───── Material supplied ─────

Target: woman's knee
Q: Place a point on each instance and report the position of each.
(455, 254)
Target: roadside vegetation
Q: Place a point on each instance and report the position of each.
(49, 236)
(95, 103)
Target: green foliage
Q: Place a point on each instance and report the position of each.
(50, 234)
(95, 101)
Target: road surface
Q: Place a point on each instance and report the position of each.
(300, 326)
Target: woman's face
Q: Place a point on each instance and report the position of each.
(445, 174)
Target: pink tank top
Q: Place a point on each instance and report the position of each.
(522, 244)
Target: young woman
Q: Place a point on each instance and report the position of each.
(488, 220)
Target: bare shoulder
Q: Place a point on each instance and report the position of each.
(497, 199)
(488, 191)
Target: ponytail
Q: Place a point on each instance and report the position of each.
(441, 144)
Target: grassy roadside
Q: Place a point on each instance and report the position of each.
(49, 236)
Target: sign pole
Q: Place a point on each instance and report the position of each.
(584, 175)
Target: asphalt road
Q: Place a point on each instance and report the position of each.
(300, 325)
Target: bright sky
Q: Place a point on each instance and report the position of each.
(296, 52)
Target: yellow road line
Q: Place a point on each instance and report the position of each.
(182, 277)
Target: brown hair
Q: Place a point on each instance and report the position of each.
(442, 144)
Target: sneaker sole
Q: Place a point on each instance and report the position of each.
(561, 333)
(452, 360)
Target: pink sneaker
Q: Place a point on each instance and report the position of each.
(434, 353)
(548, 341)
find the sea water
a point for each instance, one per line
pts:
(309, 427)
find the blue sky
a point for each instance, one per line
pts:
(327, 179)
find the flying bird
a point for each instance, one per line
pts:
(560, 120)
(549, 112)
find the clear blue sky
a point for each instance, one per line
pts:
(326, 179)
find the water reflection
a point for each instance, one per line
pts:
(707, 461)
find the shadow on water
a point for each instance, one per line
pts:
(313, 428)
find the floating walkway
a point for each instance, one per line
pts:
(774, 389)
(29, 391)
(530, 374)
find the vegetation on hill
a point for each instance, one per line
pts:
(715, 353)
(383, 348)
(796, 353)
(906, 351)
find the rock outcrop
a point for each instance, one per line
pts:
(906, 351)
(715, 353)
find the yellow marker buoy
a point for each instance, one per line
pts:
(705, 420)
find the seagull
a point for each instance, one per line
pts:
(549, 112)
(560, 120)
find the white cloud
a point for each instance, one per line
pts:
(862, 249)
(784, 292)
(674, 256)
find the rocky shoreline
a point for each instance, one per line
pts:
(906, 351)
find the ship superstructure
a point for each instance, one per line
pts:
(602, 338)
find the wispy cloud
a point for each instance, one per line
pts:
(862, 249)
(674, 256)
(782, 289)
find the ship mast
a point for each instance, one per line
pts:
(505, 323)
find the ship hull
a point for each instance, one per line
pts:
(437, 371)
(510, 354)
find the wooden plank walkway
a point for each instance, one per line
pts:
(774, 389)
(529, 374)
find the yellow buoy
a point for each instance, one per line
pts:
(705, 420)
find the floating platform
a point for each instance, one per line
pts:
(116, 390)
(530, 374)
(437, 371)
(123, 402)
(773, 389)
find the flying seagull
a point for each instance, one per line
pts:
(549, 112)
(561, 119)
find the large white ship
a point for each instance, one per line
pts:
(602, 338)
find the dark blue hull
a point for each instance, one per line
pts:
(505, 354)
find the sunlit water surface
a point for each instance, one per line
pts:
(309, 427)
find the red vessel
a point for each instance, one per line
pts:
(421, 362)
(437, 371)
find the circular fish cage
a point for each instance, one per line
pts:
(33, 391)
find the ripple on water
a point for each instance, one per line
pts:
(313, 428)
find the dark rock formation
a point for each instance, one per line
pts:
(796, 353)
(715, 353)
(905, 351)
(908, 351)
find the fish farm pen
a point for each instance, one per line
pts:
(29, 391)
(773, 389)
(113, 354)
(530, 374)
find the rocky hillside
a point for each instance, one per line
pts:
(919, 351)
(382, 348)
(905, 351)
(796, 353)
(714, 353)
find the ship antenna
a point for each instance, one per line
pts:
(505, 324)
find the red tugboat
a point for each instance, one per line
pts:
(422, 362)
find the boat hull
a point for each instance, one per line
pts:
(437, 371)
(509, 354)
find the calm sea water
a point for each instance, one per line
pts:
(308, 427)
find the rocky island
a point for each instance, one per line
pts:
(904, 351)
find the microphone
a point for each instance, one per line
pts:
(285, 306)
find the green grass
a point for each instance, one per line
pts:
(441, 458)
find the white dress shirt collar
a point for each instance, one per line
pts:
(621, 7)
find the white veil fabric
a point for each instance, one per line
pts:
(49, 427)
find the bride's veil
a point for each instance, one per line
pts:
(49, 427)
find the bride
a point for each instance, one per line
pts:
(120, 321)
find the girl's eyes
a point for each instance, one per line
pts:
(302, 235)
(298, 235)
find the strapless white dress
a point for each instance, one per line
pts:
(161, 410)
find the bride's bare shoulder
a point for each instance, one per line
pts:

─────

◆ **Work to be completed**: Find the string "seagull" in the listing and copy every line in which it occurs.

◆ **Answer for the task**:
find the seagull
find the flying seagull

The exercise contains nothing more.